(Items from a dataset)
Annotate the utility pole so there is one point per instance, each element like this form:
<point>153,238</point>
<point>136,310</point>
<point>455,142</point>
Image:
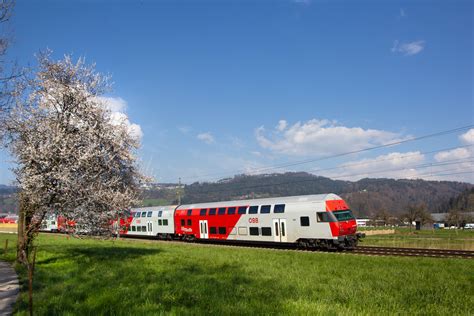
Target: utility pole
<point>179,192</point>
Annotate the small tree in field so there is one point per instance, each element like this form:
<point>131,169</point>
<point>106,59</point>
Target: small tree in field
<point>74,157</point>
<point>417,213</point>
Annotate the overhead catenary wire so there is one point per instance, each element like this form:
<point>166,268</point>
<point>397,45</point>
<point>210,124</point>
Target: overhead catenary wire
<point>296,163</point>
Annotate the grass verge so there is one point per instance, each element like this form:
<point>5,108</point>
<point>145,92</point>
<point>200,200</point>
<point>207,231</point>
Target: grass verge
<point>90,277</point>
<point>434,239</point>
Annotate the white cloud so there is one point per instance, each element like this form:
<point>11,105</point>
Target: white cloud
<point>206,137</point>
<point>468,137</point>
<point>117,107</point>
<point>409,48</point>
<point>458,153</point>
<point>320,138</point>
<point>393,165</point>
<point>184,129</point>
<point>282,124</point>
<point>114,104</point>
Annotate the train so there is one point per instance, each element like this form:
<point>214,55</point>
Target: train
<point>321,221</point>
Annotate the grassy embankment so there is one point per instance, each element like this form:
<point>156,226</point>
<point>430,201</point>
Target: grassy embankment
<point>136,278</point>
<point>439,238</point>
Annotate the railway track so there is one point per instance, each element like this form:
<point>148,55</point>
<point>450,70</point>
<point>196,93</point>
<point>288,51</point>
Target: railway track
<point>413,252</point>
<point>360,250</point>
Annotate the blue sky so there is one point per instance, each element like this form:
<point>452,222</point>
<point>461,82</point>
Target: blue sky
<point>224,87</point>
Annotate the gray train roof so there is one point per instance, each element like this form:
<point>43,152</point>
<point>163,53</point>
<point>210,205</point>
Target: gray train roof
<point>155,208</point>
<point>276,200</point>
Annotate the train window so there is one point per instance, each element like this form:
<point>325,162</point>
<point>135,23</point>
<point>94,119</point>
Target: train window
<point>279,208</point>
<point>304,221</point>
<point>266,231</point>
<point>253,231</point>
<point>253,210</point>
<point>265,209</point>
<point>242,210</point>
<point>243,231</point>
<point>324,217</point>
<point>345,215</point>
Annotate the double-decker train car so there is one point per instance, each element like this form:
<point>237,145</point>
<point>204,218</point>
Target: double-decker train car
<point>311,221</point>
<point>153,221</point>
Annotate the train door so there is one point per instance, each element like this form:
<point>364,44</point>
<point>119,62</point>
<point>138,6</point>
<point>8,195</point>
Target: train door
<point>203,230</point>
<point>149,228</point>
<point>279,227</point>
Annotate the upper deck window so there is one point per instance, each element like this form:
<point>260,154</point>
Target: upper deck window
<point>279,208</point>
<point>265,209</point>
<point>253,210</point>
<point>345,215</point>
<point>304,221</point>
<point>242,210</point>
<point>325,217</point>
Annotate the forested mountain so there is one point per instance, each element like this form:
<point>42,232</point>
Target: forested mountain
<point>366,197</point>
<point>464,202</point>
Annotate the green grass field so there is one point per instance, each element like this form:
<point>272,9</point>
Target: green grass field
<point>440,239</point>
<point>89,277</point>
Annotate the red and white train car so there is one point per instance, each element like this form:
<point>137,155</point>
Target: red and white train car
<point>319,221</point>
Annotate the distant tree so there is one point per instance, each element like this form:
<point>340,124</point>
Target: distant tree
<point>417,213</point>
<point>383,216</point>
<point>454,218</point>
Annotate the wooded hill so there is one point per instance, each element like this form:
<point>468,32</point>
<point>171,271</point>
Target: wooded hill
<point>366,197</point>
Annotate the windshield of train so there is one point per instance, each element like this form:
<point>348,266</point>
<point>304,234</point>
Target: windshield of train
<point>345,215</point>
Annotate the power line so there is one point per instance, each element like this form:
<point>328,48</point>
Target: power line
<point>391,144</point>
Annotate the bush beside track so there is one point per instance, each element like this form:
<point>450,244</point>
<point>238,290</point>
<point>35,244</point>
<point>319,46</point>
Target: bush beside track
<point>141,277</point>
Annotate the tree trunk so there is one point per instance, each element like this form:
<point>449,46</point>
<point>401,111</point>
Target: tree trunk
<point>22,245</point>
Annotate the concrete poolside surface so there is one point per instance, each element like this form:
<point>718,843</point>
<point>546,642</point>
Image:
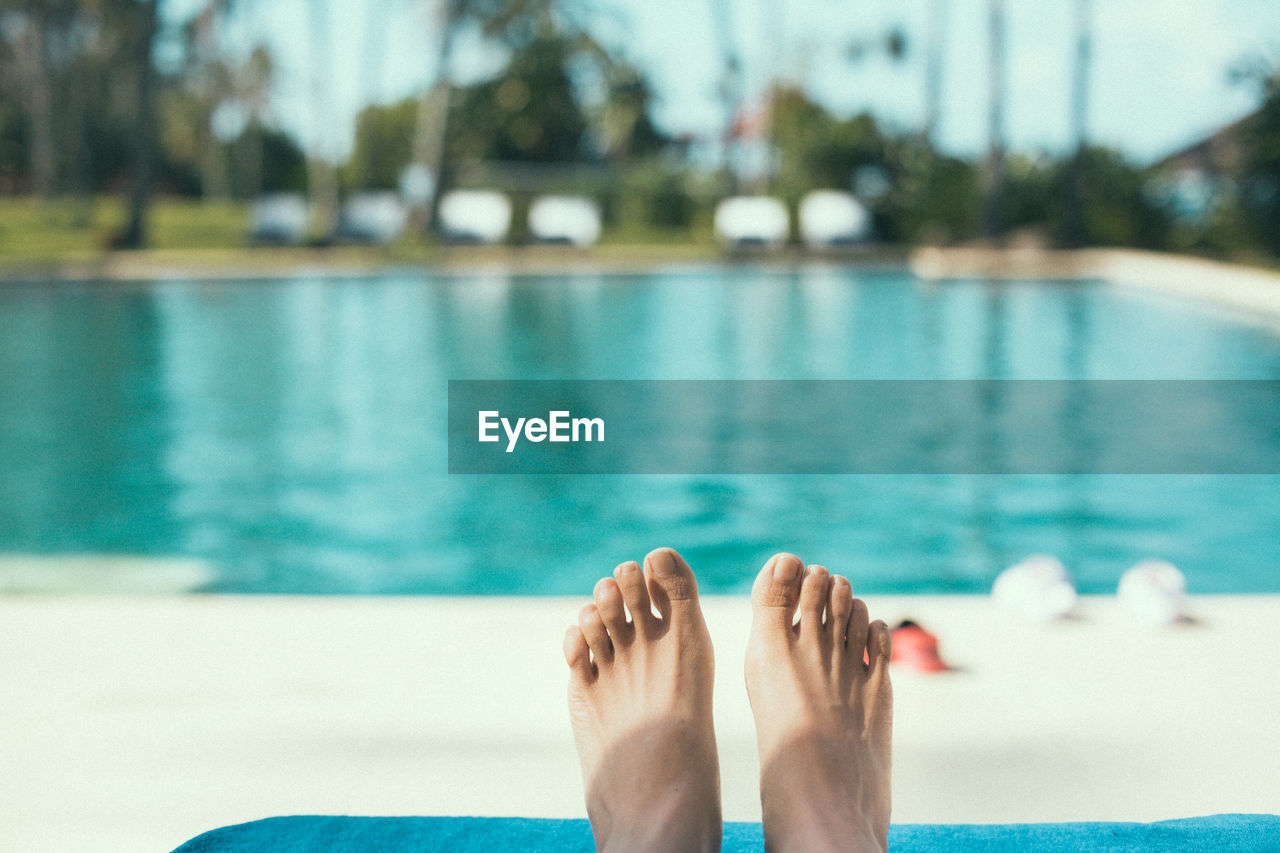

§ **Exercise instructions**: Every line above from the line with "Annotate the grassy" to the line with "<point>94,119</point>" is wanted, ends included; write them out exactly and add no other line.

§ **Response**:
Annotate the grassy embankment so there is one point per instance, each element like this form:
<point>156,226</point>
<point>430,201</point>
Target: grassy embankment
<point>136,278</point>
<point>439,238</point>
Annotate the railway track so there is one point per instance, each element like this form:
<point>148,55</point>
<point>450,70</point>
<point>196,93</point>
<point>288,51</point>
Target: railway track
<point>413,252</point>
<point>360,250</point>
Annotate the blue sky so there is one point per instance, each element like this form:
<point>452,222</point>
<point>461,82</point>
Target: blue sky
<point>224,87</point>
Annotate the gray train roof so there is one point per instance, each element like this form:
<point>43,152</point>
<point>163,53</point>
<point>210,205</point>
Target: gray train roof
<point>155,208</point>
<point>276,200</point>
Annotate the train window so there is one point per instance, each element like this form:
<point>325,162</point>
<point>135,23</point>
<point>94,119</point>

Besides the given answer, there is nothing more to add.